▶ [DOCUMENT SECTION]:

Specific Elevated Blood Levels in Diffuse Large B-Cell Lymphoma May Predict Poor Patient Outcomes

Specific Elevated Blood Levels in Diffuse Large B-Cell Lymphoma May Predict Poor Patient Outcomes

Increased blood levels of beta-2 microglobulin in patients with diffuse large B-cell lymphoma (DLBCL) who were treated with the drug Rituxan (rituximab) can be a reliable predictor of poor prognosis, according to a new study.

The study, “Prognostic Significance Of Serum Beta-2 Microglobulin In Patients With Diffuse Large B-Cell Lymphoma In The Rituximab Era,” was published in the journal Oncotarget.

In recent years, treatment of DLBCL has improved with the addition of the anti-CD20 Rituxan to the existing therapy of Cytoxan (cyclophosphamide), Adryamycin (doxorubicin), Oncovin (vincristine), and Deltasone (prednisone) – also called CHOP therapy.

For the last two decades the International Prognostic Index (IPI) has been used to determine the prognosis of patients with DLBCL to predict clinical outcomes in the Rituxan-CHOP (R-CHOP) era.

But the standard IPI has suboptimal predictive power in high-risk patients with DLBCL, and although new prognostic tools such as the revised-IPI (R-IPI) and National Comprehensive Cancer Network (NCCN)-IPI improved identifying patients at risk, newer and better prognostic parameters are still required.

Previous studies showed that elevated blood beta-2 microglobulin is an independent prognostic factor in patients with DLBCL treated with CHOP or CHOP-like regimens, but no information was available about its reliability in patients treated with therapies that contain Rituxan.

Data items
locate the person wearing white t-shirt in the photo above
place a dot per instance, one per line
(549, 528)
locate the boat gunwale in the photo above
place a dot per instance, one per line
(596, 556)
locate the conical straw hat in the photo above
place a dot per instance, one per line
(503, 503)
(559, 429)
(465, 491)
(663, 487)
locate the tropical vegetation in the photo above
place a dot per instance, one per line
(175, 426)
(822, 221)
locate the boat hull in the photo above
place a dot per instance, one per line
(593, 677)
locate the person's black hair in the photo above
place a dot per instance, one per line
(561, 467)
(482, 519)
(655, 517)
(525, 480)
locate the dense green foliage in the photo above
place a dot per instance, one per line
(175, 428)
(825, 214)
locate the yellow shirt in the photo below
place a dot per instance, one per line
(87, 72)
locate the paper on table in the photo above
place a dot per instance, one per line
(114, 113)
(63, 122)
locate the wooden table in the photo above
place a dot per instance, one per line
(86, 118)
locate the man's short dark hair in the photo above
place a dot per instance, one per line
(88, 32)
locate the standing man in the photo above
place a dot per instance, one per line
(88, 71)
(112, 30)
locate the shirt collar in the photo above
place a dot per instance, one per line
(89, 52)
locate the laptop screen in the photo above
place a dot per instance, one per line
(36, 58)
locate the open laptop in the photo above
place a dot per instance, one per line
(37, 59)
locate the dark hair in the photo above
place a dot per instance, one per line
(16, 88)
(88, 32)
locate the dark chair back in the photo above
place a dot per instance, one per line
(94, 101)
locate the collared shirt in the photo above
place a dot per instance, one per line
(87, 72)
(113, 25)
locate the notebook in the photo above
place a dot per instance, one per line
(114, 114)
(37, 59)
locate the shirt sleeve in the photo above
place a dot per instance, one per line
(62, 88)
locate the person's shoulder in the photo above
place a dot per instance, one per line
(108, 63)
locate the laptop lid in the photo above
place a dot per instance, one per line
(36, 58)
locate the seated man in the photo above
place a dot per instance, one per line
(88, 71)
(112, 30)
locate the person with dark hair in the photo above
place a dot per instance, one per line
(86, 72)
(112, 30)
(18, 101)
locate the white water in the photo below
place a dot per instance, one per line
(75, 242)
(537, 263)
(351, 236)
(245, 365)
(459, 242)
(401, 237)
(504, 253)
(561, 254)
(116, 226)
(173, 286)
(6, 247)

▶ [WORK TO COMPLETE]:
A. Answer these from the DLBCL article:
(i) In which journal was the study published?
(ii) Which anti-CD20 drug was added to CHOP therapy?
(iii) What tool has been used for the last two decades to determine the prognosis of patients with DLBCL?
B. Transcribe the DLBCL article, starting at "For the last" and ending at "Rituxan-CHOP (R-CHOP) era.".

▶ [RESULTS OF THE EXERCISE]:
A.
(i) Oncotarget
(ii) Rituxan (rituximab)
(iii) The International Prognostic Index (IPI)

B.
For the last two decades the International Prognostic Index (IPI) has been used to determine the prognosis of patients with DLBCL to predict clinical outcomes in the Rituxan-CHOP (R-CHOP) era.